• _Problem_:
Answer these from the blog post about Rwanda below:
(a) What does the post's French title mean in English?
(b) When does Umuganda take place?
(c) How many tree logs was the bridge made of before the work began?

• _Provided passage_:
Je parle un peu Francais.


Advertisement
Rwanda's flag
Africa » Rwanda » Ville de Kigali » Kigali
June 26th 2010
Published: June 29th 2010
Edit Blog Post

The title of this entry is probably the most useful thing I can say in French here. It means "I speak a little French." It saves me from the embarassment of stammering in English that I don't know any French, but saves me from saying one sentence and having people think I am fluent. Not really related, but I thought it was funny.

Today I participated in Umuganda. Umuganda happens on the last Saturday of every month. The communtiy gets together with their local neighbors to work on different improvement projects. Often times it is filling in potholes on the dirt roads or picking up litter along the roads in the communtiy. On my project day we doubled the width of a bridge which crosses over a stream in a small ravine. The bridge was made out of 5 tree logs so we added five more. We began by digging up dirt around surrounding banana trees. We then loaded this into bags and moved them over to where people were working on packing it in between the logs. Within about an hour and a half we doubled the bridge. No construction equipment, no government funds, no whining about things the community needs. We wanted a better bridge, so we built one. It was empowering to see this radical change happen through the combined efforts of the people.

Umuganda is a helpful component to decentralization. For people whose only experience with anthropology in Africa is my blog, decentrilization is the concept of spreading out power and agency from the central government. It encourages more action by local government. You could write entire books about it, but I guess that definition will due for now.

• _Provided material_:
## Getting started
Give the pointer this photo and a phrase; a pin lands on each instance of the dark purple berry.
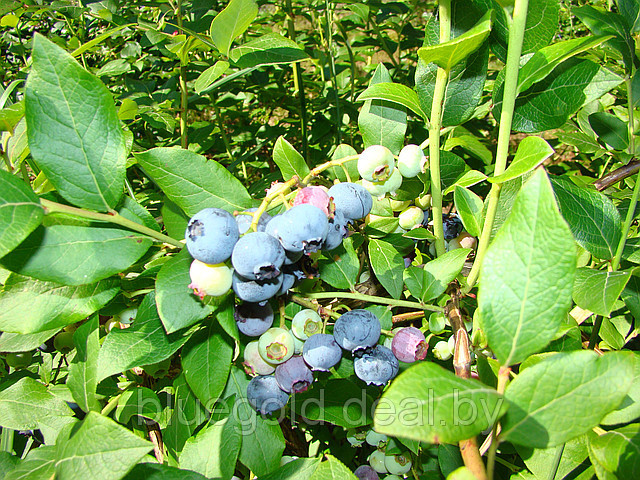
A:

• _Correct response_:
(a) "I speak a little French."
(b) On the last Saturday of every month.
(c) Five.